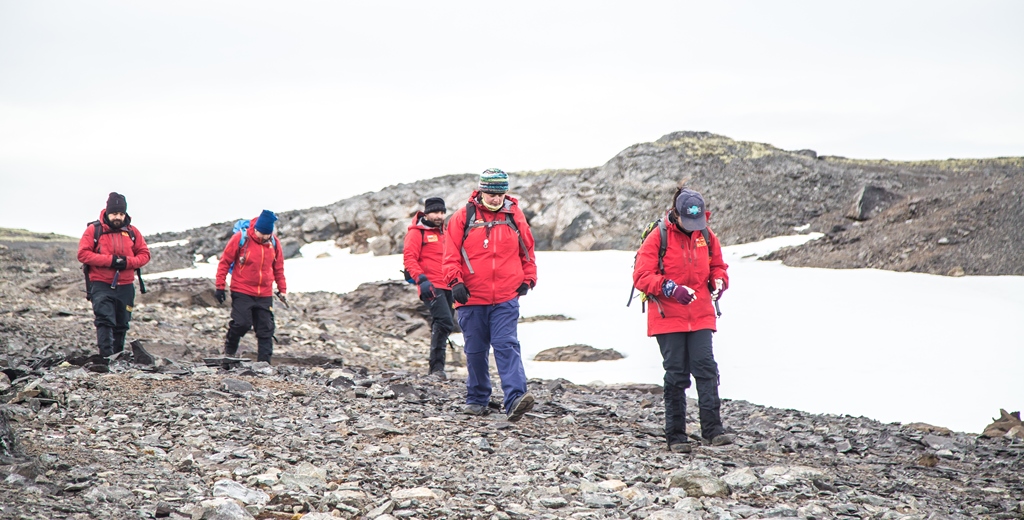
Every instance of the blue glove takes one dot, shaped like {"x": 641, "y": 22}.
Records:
{"x": 681, "y": 294}
{"x": 460, "y": 293}
{"x": 426, "y": 289}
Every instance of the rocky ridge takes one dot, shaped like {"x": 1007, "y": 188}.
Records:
{"x": 345, "y": 424}
{"x": 944, "y": 217}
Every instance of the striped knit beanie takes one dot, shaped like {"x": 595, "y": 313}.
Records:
{"x": 494, "y": 181}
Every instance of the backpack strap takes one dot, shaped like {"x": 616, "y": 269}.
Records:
{"x": 663, "y": 231}
{"x": 470, "y": 223}
{"x": 97, "y": 230}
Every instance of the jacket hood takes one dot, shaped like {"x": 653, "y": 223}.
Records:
{"x": 107, "y": 227}
{"x": 417, "y": 224}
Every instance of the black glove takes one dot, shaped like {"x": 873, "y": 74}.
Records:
{"x": 460, "y": 293}
{"x": 426, "y": 289}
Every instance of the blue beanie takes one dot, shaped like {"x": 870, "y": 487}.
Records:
{"x": 264, "y": 223}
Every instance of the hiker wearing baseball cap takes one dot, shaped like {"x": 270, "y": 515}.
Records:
{"x": 422, "y": 254}
{"x": 682, "y": 288}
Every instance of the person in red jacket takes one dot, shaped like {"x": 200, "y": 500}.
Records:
{"x": 681, "y": 314}
{"x": 110, "y": 261}
{"x": 256, "y": 261}
{"x": 489, "y": 264}
{"x": 423, "y": 251}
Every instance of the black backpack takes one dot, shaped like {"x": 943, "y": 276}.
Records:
{"x": 470, "y": 223}
{"x": 664, "y": 232}
{"x": 97, "y": 230}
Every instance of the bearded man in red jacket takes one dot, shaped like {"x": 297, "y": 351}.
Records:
{"x": 422, "y": 254}
{"x": 256, "y": 261}
{"x": 489, "y": 264}
{"x": 111, "y": 250}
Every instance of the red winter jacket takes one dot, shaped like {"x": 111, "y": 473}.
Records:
{"x": 424, "y": 251}
{"x": 499, "y": 262}
{"x": 686, "y": 263}
{"x": 257, "y": 266}
{"x": 113, "y": 243}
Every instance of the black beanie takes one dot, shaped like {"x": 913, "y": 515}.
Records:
{"x": 433, "y": 204}
{"x": 116, "y": 203}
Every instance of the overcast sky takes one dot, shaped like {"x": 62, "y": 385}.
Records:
{"x": 206, "y": 111}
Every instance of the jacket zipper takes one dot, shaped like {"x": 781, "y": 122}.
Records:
{"x": 262, "y": 256}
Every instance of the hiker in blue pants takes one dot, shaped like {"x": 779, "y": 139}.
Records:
{"x": 488, "y": 264}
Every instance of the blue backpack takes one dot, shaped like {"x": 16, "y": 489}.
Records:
{"x": 242, "y": 225}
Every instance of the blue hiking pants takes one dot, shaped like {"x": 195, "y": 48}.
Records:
{"x": 493, "y": 326}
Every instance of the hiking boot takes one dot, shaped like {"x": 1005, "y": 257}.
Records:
{"x": 680, "y": 447}
{"x": 475, "y": 409}
{"x": 520, "y": 406}
{"x": 723, "y": 439}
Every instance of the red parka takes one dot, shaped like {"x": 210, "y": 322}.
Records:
{"x": 257, "y": 265}
{"x": 113, "y": 243}
{"x": 687, "y": 263}
{"x": 424, "y": 250}
{"x": 499, "y": 262}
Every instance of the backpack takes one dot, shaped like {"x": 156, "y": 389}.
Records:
{"x": 423, "y": 242}
{"x": 97, "y": 230}
{"x": 663, "y": 230}
{"x": 470, "y": 223}
{"x": 243, "y": 226}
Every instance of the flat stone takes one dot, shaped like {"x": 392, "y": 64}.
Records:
{"x": 741, "y": 478}
{"x": 553, "y": 502}
{"x": 420, "y": 493}
{"x": 698, "y": 483}
{"x": 232, "y": 489}
{"x": 236, "y": 386}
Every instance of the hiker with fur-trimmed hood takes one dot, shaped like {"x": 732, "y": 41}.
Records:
{"x": 422, "y": 254}
{"x": 256, "y": 261}
{"x": 681, "y": 314}
{"x": 111, "y": 260}
{"x": 489, "y": 264}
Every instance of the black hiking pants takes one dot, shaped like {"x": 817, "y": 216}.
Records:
{"x": 441, "y": 325}
{"x": 251, "y": 312}
{"x": 684, "y": 354}
{"x": 112, "y": 308}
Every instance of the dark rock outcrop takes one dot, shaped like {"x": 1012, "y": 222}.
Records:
{"x": 755, "y": 190}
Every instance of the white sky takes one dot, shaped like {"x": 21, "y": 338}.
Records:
{"x": 892, "y": 346}
{"x": 203, "y": 112}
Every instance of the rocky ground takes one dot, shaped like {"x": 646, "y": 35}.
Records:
{"x": 949, "y": 217}
{"x": 345, "y": 424}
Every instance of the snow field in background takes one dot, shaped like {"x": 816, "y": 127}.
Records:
{"x": 891, "y": 346}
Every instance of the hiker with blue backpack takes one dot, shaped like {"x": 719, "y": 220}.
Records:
{"x": 681, "y": 271}
{"x": 422, "y": 253}
{"x": 489, "y": 264}
{"x": 112, "y": 251}
{"x": 255, "y": 260}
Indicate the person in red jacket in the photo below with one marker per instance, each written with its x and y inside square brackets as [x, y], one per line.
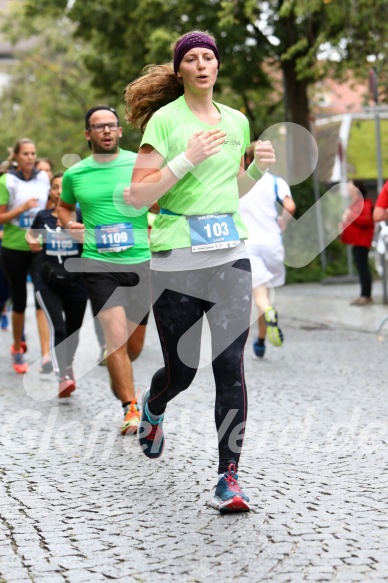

> [YOUR ASSIGNMENT]:
From the records, copy every line that has the string "blue" in it.

> [SOLVED EXERCISE]:
Every instance of the blue glove takes one dot, shaped like {"x": 641, "y": 22}.
Every instance of the blue beanie takes one dot, shaped like {"x": 870, "y": 487}.
Every instance of the hiker in blue pants takes one dot, shaped like {"x": 779, "y": 139}.
Every instance of the blue backpack takes one dot, shaped like {"x": 16, "y": 489}.
Every instance of the blue hiking pants takes one dot, shaped like {"x": 195, "y": 48}.
Every instance of the hiker with blue backpack takes one dot, shaped like {"x": 719, "y": 220}.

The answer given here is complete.